## TEXT PASSAGE:
"""

Challenge

NatureScot carried out a review of the suite of natural capital tools available to land managers wanting to support nature restoration, finding that most required a high level of tech expertise, involved high costs to access, and were focused on England and Wales exclusively. NatureScot found there was a demand for a tool that was open access and free to use, allowing people in Scotland to take a natural capital approach to land management. NatureScot describe a natural capital approach as ‘the full suite of benefits that nature provides being taken into account during decision-making’.
"The Natural Capital Tool gives a geospatial visual on where the priorities are – it really helps to see it visually. "
Solution
NatureScot based the Natural Capital Tool on one of the methodologies captured within their review – EcoservR, an R-based methodology developed by Liverpool John Moores University.
OS data forms the basis of the tool’s habitat baseline, on which they run their models.

"""

## PARTS OF THE EXERCISE:
a: Edit part of the Natural Capital Tool text: begin at the words "NatureScot carried out" and stop after "account during decision-making’.", changing "England and Wales" to "Northern Ireland".
b: Please translate this sentence from the Natural Capital Tool text into Spanish: "OS data forms the basis of the tool’s habitat baseline, on which they run their models."

(Stored items)
"""

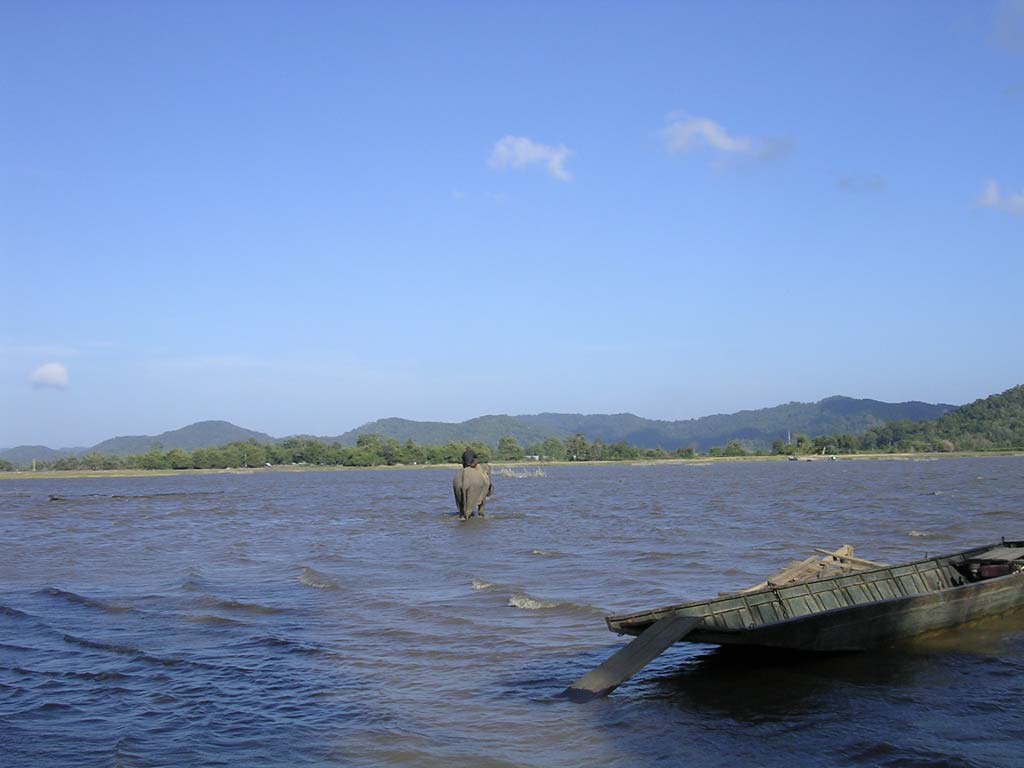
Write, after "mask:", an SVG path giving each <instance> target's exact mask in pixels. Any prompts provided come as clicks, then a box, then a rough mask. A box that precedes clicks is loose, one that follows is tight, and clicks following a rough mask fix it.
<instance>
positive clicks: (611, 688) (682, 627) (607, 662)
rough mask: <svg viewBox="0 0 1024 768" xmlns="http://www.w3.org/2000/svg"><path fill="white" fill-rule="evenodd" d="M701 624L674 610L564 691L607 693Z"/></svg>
mask: <svg viewBox="0 0 1024 768" xmlns="http://www.w3.org/2000/svg"><path fill="white" fill-rule="evenodd" d="M699 624H700V620H699V618H697V617H695V616H681V615H678V614H671V615H668V616H665V617H664V618H658V620H657V621H656V622H654V623H653V624H652V625H651V626H650V627H648V628H647V629H646V630H644V631H643V632H642V633H640V635H638V636H637V638H636V639H635V640H633V641H632V642H630V643H629V644H628V645H626V646H625V647H623V648H620V649H618V650H617V651H615V652H614V653H613V654H612V655H611V656H609V657H608V658H607V659H605V660H604V663H603V664H601V666H600V667H597V668H596V669H593V670H591V671H590V672H588V673H587V674H586V675H584V676H583V677H582V678H580V679H579V680H577V681H575V682H574V683H572V685H570V686H569V687H568V688H566V689H565V690H564V691H562V694H563V695H565V696H567V697H568V698H570V699H572V700H573V701H586V700H589V699H591V698H598V697H600V696H606V695H607V694H608V693H610V692H611V691H613V690H614V689H615V688H617V687H618V686H620V685H622V684H623V683H625V682H626V681H627V680H629V679H630V678H631V677H633V676H634V675H635V674H637V673H638V672H639V671H640V670H642V669H643V668H644V667H646V666H647V665H648V664H649V663H650V662H652V660H653V659H654V658H655V657H657V656H659V655H660V654H662V653H664V652H665V650H666V649H667V648H668V647H669V646H670V645H672V644H673V643H675V642H677V641H678V640H681V639H682V637H683V636H684V635H686V634H687V633H689V632H691V631H692V630H693V628H694V627H696V626H697V625H699Z"/></svg>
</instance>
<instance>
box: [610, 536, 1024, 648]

"""

## SOLUTION LIST:
a:
NatureScot carried out a review of the suite of natural capital tools available to land managers wanting to support nature restoration, finding that most required a high level of tech expertise, involved high costs to access, and were focused on Northern Ireland exclusively. NatureScot found there was a demand for a tool that was open access and free to use, allowing people in Scotland to take a natural capital approach to land management. NatureScot describe a natural capital approach as ‘the full suite of benefits that nature provides being taken into account during decision-making’.

b: Los datos de OS constituyen la base de la línea de referencia de hábitats de la herramienta, sobre la cual ejecutan sus modelos.